> [Задание A]
Ответь по обсуждению ниже:
(i) Какие два пакета из репозитория были установлены до запуска Canon Setup Utility?
(ii) В какую группу, согласно вики ArchLinux, теперь нужно добавлять пользователя начиная с версии 2.7.0?
(iii) Какую страницу рекомендует почитать TigerJr?
---------------
# Драйвер для принтера Canon MF3010

## aleksandrzaitsev

Доброго времени суток, господа! Уже второй день бьюсь с драйвером для своего принтера, но никак не получается распечатать что-нибудь. Сам принтер определяется, даже получилось его зарегистрировать через CUPS, причём там два варианта моего принтера, с виду ничем не различаются, но оба не дают работоспособности, после скачал с официального сайта драйвер и распаковал Canon Setup Utility (до этого уже были установлены 2 пакета из репозитория: net-print/cndrvcups-lb-3.40 и net-print/cndrvcups-common-lb-3.40) По моему это тот же CUPS, но только на gtk, однако сути дела это не меняет - не работает. Раньше на Debian 9 устанавливал эту программу и через неё добавлял принтер, на Gentoo всё делаю по той же схеме  :Sad:  . Сейчас ещё зашёл на wiki ArchLinux, там написано, что теперь с версии 2.7.0 нужно пользователя добавлять в группу cups, а не lp, плюс отредактировать конфигурационный файл. Всё сделал, но результат тот же...

----------

## TigerJr

я давно пользовался принтером под линукс, поэтому я бы рекомендовал почитать https://wiki.gentoo.org/wiki/Printing/ru

----------
---------------
> [Задание B]
Выведи строки листинга в виде таблицы Markdown со столбцами «Номер» и «Строка»: начни со строки, где есть «A single marker falls on each instance of the window», и остановись на последней строке листинга. Пустые строки пропусти.
---------------
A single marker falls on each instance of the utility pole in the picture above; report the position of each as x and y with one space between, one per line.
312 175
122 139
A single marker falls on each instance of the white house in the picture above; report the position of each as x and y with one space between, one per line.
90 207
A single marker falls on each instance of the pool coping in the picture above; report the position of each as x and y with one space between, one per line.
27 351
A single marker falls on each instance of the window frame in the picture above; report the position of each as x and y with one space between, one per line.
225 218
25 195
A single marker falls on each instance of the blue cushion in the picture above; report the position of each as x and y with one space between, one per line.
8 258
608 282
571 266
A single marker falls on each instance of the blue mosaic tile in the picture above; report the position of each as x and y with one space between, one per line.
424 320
---------------
> [Ожидаемый ответ A]
(i) net-print/cndrvcups-lb-3.40 и net-print/cndrvcups-common-lb-3.40.
(ii) В группу cups, а не lp.
(iii) https://wiki.gentoo.org/wiki/Printing/ru

> [Ожидаемый ответ B]
| Номер | Строка |
|---|---|
| 1 | A single marker falls on each instance of the window frame in the picture above; report the position of each as x and y with one space between, one per line. |
| 2 | 225 218 |
| 3 | 25 195 |
| 4 | A single marker falls on each instance of the blue cushion in the picture above; report the position of each as x and y with one space between, one per line. |
| 5 | 8 258 |
| 6 | 608 282 |
| 7 | 571 266 |
| 8 | A single marker falls on each instance of the blue mosaic tile in the picture above; report the position of each as x and y with one space between, one per line. |
| 9 | 424 320 |